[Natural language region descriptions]
####

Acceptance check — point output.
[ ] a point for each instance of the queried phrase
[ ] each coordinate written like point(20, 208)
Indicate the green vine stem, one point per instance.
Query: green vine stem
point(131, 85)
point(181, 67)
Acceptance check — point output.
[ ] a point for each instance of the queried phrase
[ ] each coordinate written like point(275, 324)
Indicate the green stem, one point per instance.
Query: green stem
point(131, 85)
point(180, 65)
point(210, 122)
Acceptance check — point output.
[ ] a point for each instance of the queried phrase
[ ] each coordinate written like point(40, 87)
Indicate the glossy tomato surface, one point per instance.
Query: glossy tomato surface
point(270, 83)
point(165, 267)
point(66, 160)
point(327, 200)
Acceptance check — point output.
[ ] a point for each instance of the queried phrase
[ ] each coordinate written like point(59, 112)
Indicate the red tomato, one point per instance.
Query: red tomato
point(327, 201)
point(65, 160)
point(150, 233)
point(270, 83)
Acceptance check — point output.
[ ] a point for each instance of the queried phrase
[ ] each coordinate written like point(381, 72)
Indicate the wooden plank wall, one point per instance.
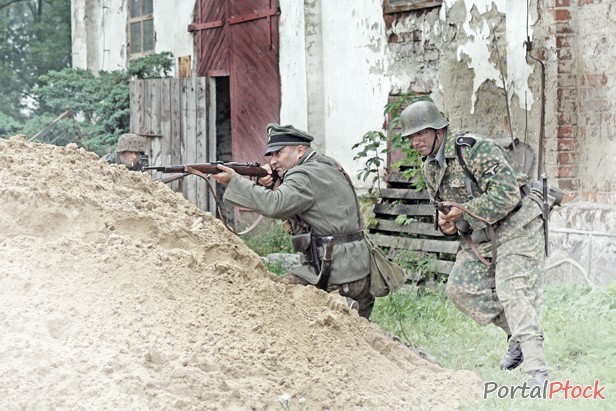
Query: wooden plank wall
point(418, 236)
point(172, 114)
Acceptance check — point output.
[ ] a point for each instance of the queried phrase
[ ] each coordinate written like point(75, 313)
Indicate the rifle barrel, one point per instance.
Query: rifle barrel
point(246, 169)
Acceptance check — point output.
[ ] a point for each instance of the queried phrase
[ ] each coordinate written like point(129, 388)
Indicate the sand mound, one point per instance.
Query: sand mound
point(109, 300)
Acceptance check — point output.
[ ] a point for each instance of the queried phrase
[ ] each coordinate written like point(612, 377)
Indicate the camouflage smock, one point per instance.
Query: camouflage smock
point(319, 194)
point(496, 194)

####

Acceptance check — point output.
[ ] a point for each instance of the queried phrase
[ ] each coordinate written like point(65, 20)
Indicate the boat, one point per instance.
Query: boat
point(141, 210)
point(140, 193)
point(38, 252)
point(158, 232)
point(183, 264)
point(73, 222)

####

- Required work -
Copy out each line of the data above, exactly, if it lies between the line holding "Indicate the green vine" and the line holding "[ ] each coordinate written like point(381, 72)", inclusive; copy no other line.

- Solution for this problem -
Indicate the green vine stem, one point per instance.
Query: green vine stem
point(131, 85)
point(181, 67)
Acceptance check — point output.
[ ] a point for each instance of the queried phrase
[ ] each coordinate written like point(275, 324)
Indicate the green stem, one point per instance.
Query: green stem
point(131, 85)
point(180, 65)
point(210, 122)
Acceptance check — point output.
[ ] a point for each instance of the queried phrase
[ ] each coordinate written like point(40, 87)
Indicate the glossy tomato surface, one point per instance.
Query: glossy tomato surface
point(270, 83)
point(165, 267)
point(66, 160)
point(327, 200)
Acceptance check — point output.
[ ] a point for each instance of the queried phrase
[ ] each coordinate written like point(59, 112)
Indicate the red tomato, one point per instance.
Query: red tomato
point(327, 201)
point(65, 160)
point(150, 233)
point(270, 83)
Acceptance check — point output.
[ ] a point for each instance of the queried phrase
[ ] each coordinate written like point(381, 72)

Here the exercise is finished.